— Reading passage —

>>>

10October 31, 2018

All the wind on this past Saturday did a pretty good job of knocking the leaves off the trees. Soon we will be hearing the sound of leaf blowers doing their job of piling up all of those leaves. Blisters on our hands are sure to follow because there are always a few leaves that need to be raked up.

Once you get those leaves taken care of, you may want to put some lime on your lawn. In our area, it would be advisable to put lime on your lawn at least once a year. In case you don’t know, our soils tend to run on the acidic side of the pH scale. If the soil becomes too acidic, the grass cannot take up the lawn fertilizer that you apply to the soil. If the grass cannot grow properly, the weeds will eventually invade the soil. By keeping the soil slightly acidic, with a pH range of 6.5, your lawn will grow and over time, the grass can force out many of the weeds.

While you are applying lime to your lawn, you should also be applying some lime to your vegetable garden. Even if you are using small raised beds, you still need to lime the soil. Your perennial beds will benefit from an application of lime too. Lilacs and rosebushes do not like an acid soil either. You should apply lime around both of those plants.

Once you have the leaves raked up, there is still time to apply a fall lawn fertilizer. At this time of the year, the fall fertilizers help to develop a strong root system on your lawn. A portion of the fertilizer is actually stored in the roots of the lawn. Come the spring, that stored food begins to push out new blades of grass. The last fertilizing of your lawn is probably one of the most important times to fertilize your lawn. If you haven’t applied your fall lawn fertilizer, make sure to do it soon.

<<<

— Problems to work on —
a) Retype the passage of the fall yard-care text that begins at the words "10October 31, 2018" and stops after the words "be raked up.".
b) Name every area of the yard and every plant that the fall yard-care text says should get an application of lime.
c) Carry on the fall yard-care text past its last sentence.

— Given records —

>>>

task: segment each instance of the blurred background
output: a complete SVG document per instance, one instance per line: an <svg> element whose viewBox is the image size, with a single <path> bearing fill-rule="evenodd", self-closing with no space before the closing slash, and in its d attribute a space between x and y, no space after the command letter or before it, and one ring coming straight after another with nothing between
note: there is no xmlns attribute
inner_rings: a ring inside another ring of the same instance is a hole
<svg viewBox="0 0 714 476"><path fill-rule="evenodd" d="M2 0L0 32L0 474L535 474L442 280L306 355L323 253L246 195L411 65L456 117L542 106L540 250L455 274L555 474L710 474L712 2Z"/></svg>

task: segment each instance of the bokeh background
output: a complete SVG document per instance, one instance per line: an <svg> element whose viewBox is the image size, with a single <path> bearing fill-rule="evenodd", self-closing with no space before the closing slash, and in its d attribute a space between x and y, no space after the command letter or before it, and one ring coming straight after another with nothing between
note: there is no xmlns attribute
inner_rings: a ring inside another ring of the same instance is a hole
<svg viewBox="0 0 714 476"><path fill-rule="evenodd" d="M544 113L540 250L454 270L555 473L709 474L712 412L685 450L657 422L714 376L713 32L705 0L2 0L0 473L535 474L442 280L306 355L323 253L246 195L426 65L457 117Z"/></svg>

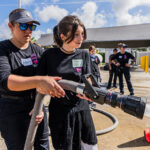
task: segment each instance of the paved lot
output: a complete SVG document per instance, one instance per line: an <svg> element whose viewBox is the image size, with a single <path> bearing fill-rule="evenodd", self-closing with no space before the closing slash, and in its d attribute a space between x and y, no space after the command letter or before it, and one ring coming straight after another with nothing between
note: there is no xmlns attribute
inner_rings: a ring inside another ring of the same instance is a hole
<svg viewBox="0 0 150 150"><path fill-rule="evenodd" d="M103 82L108 80L108 71L102 71ZM137 69L131 72L132 83L135 89L135 96L147 97L150 100L150 74L145 74ZM126 84L125 84L126 86ZM118 89L112 89L119 91ZM125 88L125 94L129 94ZM144 129L150 128L150 118L144 117L142 120L124 113L119 108L112 108L107 105L97 104L97 108L103 109L118 118L118 127L107 134L98 136L99 150L149 150L150 143L144 139ZM104 129L112 124L105 116L92 112L93 120L97 130ZM3 140L0 138L0 150L6 150ZM51 150L53 150L51 146Z"/></svg>

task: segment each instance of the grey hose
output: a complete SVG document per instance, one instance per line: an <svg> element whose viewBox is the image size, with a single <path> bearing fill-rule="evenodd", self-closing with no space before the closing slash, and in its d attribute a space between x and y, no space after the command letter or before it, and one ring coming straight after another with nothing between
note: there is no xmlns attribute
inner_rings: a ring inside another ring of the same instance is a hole
<svg viewBox="0 0 150 150"><path fill-rule="evenodd" d="M96 135L106 134L106 133L114 130L118 126L118 119L115 116L113 116L112 114L110 114L108 112L105 112L103 110L100 110L100 109L96 109L96 108L92 108L92 110L94 110L95 112L101 113L101 114L109 117L112 120L112 122L114 123L112 126L106 128L106 129L97 130L96 131Z"/></svg>

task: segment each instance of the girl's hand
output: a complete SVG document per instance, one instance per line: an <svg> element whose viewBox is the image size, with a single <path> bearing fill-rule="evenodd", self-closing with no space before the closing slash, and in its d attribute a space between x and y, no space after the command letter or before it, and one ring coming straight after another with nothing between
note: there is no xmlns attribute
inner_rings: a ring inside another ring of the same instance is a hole
<svg viewBox="0 0 150 150"><path fill-rule="evenodd" d="M31 116L33 109L30 111L29 115ZM40 124L44 118L44 112L42 111L39 115L36 116L36 122Z"/></svg>
<svg viewBox="0 0 150 150"><path fill-rule="evenodd" d="M88 98L85 94L77 94L77 97L81 98L81 99L85 99L87 101L93 102L90 98Z"/></svg>

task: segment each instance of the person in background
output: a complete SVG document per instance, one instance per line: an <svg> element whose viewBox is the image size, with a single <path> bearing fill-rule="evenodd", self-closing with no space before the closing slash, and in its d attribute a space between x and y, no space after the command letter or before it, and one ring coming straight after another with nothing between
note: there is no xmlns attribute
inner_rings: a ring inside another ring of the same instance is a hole
<svg viewBox="0 0 150 150"><path fill-rule="evenodd" d="M112 57L112 63L118 66L119 72L119 86L120 86L120 94L124 94L124 84L123 84L123 75L125 77L128 90L130 91L130 95L134 95L134 89L131 83L130 76L130 66L135 62L135 57L126 52L125 49L127 45L124 43L119 43L118 47L120 48L120 52ZM129 59L131 59L131 63L129 64ZM117 62L115 61L117 60Z"/></svg>
<svg viewBox="0 0 150 150"><path fill-rule="evenodd" d="M43 50L30 42L32 32L40 25L25 9L9 14L12 38L0 42L0 133L8 150L23 150L31 119L36 88L52 97L65 95L56 80L60 77L35 76ZM46 111L39 124L34 150L49 150ZM43 120L42 120L43 119Z"/></svg>
<svg viewBox="0 0 150 150"><path fill-rule="evenodd" d="M92 74L97 82L101 82L102 78L100 75L100 59L96 55L96 48L94 45L89 47L89 53L91 57Z"/></svg>
<svg viewBox="0 0 150 150"><path fill-rule="evenodd" d="M117 64L117 60L115 59L115 64L112 63L112 57L114 57L117 54L118 50L115 48L113 49L113 54L111 54L109 56L109 80L108 80L108 85L107 85L107 89L111 88L111 83L112 83L112 79L113 80L113 87L117 88L116 85L116 81L117 81L117 76L118 76L118 67L116 66Z"/></svg>
<svg viewBox="0 0 150 150"><path fill-rule="evenodd" d="M82 83L82 75L91 73L90 55L79 49L86 30L76 16L64 17L53 29L58 48L50 48L39 62L38 74L61 76ZM52 98L49 126L56 150L97 150L97 137L88 101L66 91L64 98Z"/></svg>

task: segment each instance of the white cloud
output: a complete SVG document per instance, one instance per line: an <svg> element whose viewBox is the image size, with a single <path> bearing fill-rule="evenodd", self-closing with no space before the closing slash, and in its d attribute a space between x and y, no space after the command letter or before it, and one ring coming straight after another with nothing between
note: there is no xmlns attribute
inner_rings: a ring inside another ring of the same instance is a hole
<svg viewBox="0 0 150 150"><path fill-rule="evenodd" d="M8 19L5 19L4 22L0 25L0 40L9 38L11 38L11 32L8 28Z"/></svg>
<svg viewBox="0 0 150 150"><path fill-rule="evenodd" d="M129 11L138 7L150 7L148 0L113 0L113 10L116 16L117 25L140 24L150 22L150 13L142 15L142 10L138 10L136 14Z"/></svg>
<svg viewBox="0 0 150 150"><path fill-rule="evenodd" d="M57 2L59 2L59 0L52 0L52 2L53 2L53 3L57 3Z"/></svg>
<svg viewBox="0 0 150 150"><path fill-rule="evenodd" d="M31 5L34 2L34 0L22 0L21 5Z"/></svg>
<svg viewBox="0 0 150 150"><path fill-rule="evenodd" d="M53 31L52 31L52 29L50 29L50 28L48 28L47 30L46 30L46 33L52 33Z"/></svg>
<svg viewBox="0 0 150 150"><path fill-rule="evenodd" d="M66 9L54 5L45 6L42 10L36 8L35 12L43 22L48 22L51 19L60 21L64 16L68 15Z"/></svg>
<svg viewBox="0 0 150 150"><path fill-rule="evenodd" d="M102 27L107 22L105 14L103 11L97 12L97 10L98 7L95 2L87 2L72 15L78 16L87 28Z"/></svg>

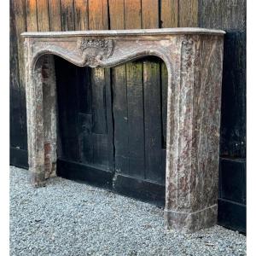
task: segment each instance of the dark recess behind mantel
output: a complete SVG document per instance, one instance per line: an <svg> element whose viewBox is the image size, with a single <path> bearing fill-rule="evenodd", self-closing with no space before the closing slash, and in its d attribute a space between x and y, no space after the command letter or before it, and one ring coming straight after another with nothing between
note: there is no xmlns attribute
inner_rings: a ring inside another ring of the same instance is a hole
<svg viewBox="0 0 256 256"><path fill-rule="evenodd" d="M246 1L84 0L84 4L79 5L79 1L75 0L52 0L49 1L51 8L48 8L48 1L42 0L40 4L38 1L36 3L32 0L10 1L11 165L27 168L21 32L177 26L223 29L227 34L224 40L222 91L218 223L245 232ZM146 61L143 64L138 63L137 67L148 68L150 65L150 61ZM153 70L155 68L158 68L157 65ZM163 65L159 68L162 73L165 72ZM120 67L113 74L113 79L119 83L126 83L126 76L128 79L133 78L131 73L132 69L131 72L129 70L128 67L125 73L125 67ZM163 84L164 77L161 77ZM139 77L137 79L139 79ZM113 79L111 83L114 85L115 81ZM166 99L162 100L164 102ZM84 119L84 118L81 116L80 120ZM70 154L75 154L73 149ZM139 150L137 154L140 154Z"/></svg>

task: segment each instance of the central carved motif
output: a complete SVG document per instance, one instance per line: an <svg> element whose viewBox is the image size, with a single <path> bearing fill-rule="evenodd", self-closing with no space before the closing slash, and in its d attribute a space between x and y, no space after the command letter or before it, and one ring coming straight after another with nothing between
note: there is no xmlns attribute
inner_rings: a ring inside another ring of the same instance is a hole
<svg viewBox="0 0 256 256"><path fill-rule="evenodd" d="M112 39L79 38L78 48L84 55L86 66L96 67L100 65L100 61L111 56L113 41Z"/></svg>

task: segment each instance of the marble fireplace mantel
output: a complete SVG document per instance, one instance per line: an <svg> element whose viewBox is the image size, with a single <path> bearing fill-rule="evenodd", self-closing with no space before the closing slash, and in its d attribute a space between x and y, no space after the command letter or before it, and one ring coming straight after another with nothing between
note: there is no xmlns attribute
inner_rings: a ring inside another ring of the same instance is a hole
<svg viewBox="0 0 256 256"><path fill-rule="evenodd" d="M203 28L22 33L33 185L55 175L53 55L90 67L156 55L168 70L166 224L193 232L216 224L224 34Z"/></svg>

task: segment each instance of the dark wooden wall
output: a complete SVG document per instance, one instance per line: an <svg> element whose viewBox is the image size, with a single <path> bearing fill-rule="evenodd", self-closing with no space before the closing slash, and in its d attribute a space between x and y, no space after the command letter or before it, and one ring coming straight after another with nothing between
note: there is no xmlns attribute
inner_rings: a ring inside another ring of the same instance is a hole
<svg viewBox="0 0 256 256"><path fill-rule="evenodd" d="M227 32L224 42L223 101L220 143L220 181L219 181L219 223L239 230L245 230L246 223L246 1L245 0L11 0L10 1L10 160L12 165L27 167L26 117L24 79L23 41L20 34L25 31L67 31L91 29L130 29L177 26L201 26L220 28ZM63 64L63 63L62 63ZM64 65L64 64L63 64ZM71 67L72 68L72 67ZM89 69L87 69L90 72ZM78 70L74 70L78 73ZM111 83L116 101L113 105L113 115L119 122L113 131L116 164L125 169L127 165L119 161L123 159L127 147L126 136L129 125L125 117L130 114L131 127L142 122L144 116L143 131L136 130L135 139L145 139L157 136L152 146L143 141L143 144L153 147L150 154L160 154L157 148L164 148L165 102L166 101L166 70L157 60L146 59L129 63L113 69L112 73L99 68L91 70L91 83L96 88L102 81ZM83 76L82 76L83 77ZM133 91L136 83L137 91ZM126 88L119 84L127 84ZM161 84L161 91L154 87ZM152 97L148 87L154 91ZM146 90L144 91L144 89ZM86 88L79 88L83 90ZM89 90L89 89L87 89ZM122 98L124 90L127 97ZM93 93L93 92L92 92ZM108 91L113 94L113 91ZM136 96L136 97L134 97ZM144 106L142 105L142 98ZM88 99L89 100L89 99ZM133 101L133 102L131 102ZM147 102L148 101L148 102ZM150 101L154 101L151 102ZM89 101L90 102L90 101ZM125 102L124 104L122 102ZM147 102L156 104L154 113L147 113ZM73 102L70 102L72 104ZM77 103L77 102L74 102ZM160 104L161 106L160 106ZM130 113L126 107L130 106ZM89 105L88 105L89 106ZM87 107L88 107L87 106ZM92 105L93 106L93 102ZM90 123L92 109L82 108L79 122L84 127ZM101 108L101 106L98 106ZM146 112L144 112L146 109ZM137 113L137 114L136 114ZM154 126L152 116L162 115ZM95 113L95 116L101 113ZM98 116L101 119L101 116ZM65 119L63 119L64 120ZM84 123L85 122L85 123ZM111 120L106 119L106 122ZM126 124L126 125L125 125ZM147 126L148 124L148 126ZM96 123L93 129L96 134L104 134L102 125ZM142 127L141 125L136 125ZM71 127L71 126L70 126ZM121 127L119 130L118 127ZM77 125L70 129L79 129ZM146 136L144 134L144 131ZM105 132L106 134L106 132ZM160 139L160 137L162 137ZM96 141L107 140L108 136L96 136ZM74 143L77 138L70 138ZM80 140L91 140L83 132ZM74 141L73 141L74 140ZM102 142L102 141L101 141ZM65 143L65 142L64 142ZM105 143L106 144L106 143ZM136 144L130 142L130 144ZM84 145L86 145L84 143ZM102 145L101 143L101 145ZM75 155L75 148L68 154ZM155 151L154 151L155 148ZM74 152L73 152L73 150ZM134 147L129 149L133 154L134 165L145 157L143 148ZM142 154L143 155L142 156ZM84 156L87 157L87 156ZM160 159L160 157L158 159ZM86 160L84 159L84 160ZM144 161L148 166L150 162ZM131 163L132 164L132 163ZM157 161L153 163L158 165ZM152 167L154 169L154 166ZM128 171L127 171L128 172Z"/></svg>

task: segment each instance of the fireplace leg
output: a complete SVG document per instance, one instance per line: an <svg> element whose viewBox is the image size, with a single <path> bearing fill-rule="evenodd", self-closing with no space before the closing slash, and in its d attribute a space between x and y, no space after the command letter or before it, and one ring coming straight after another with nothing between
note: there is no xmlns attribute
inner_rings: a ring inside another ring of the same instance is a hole
<svg viewBox="0 0 256 256"><path fill-rule="evenodd" d="M183 38L171 55L165 220L168 229L182 232L217 222L220 44L214 38Z"/></svg>
<svg viewBox="0 0 256 256"><path fill-rule="evenodd" d="M30 56L29 54L27 55ZM32 183L45 185L56 169L56 92L52 55L26 66L28 162Z"/></svg>

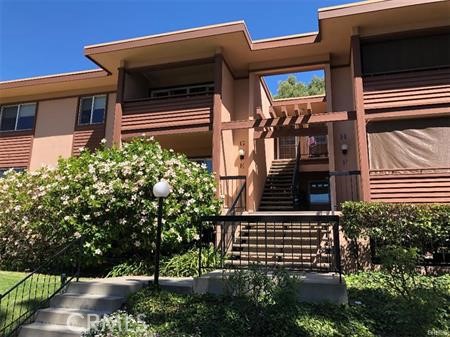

<<<

— Task responses —
a)
10October 31, 2018

All the wind on this past Saturday did a pretty good job of knocking the leaves off the trees. Soon we will be hearing the sound of leaf blowers doing their job of piling up all of those leaves. Blisters on our hands are sure to follow because there are always a few leaves that need to be raked up.

b)
- Lawn
- Vegetable garden
- Perennial beds
- Lilacs
- Rosebushes

c)
The frost has probably wiped out many of the plants in your vegetable garden. You do not want to leave those plants in your garden. The plants may be a winter home for insects and if those plants had any type of fungus disease on them during the growing season, the fungus disease can over winter on the plants. Take the time to pull up those old plants. If you have a compost pile, you can dispose of the plants in the compost pile. However, if the plants were covered with fungus disease, you would be better off burying them in the ground some place other than in your vegetable garden. If you have your leaves picked up, you could dispose of the plants with those leaves.

The Japanese beetle grubs have been active this fall. If you find that the skunks have been digging up your lawn, the odds are that they are looking for and finding grubs in your lawn. An application of grubs control will eliminate the grubs and help to get the skunks to move on to another lawn. If you have a dog, you know that dogs and skunks are not a good combination.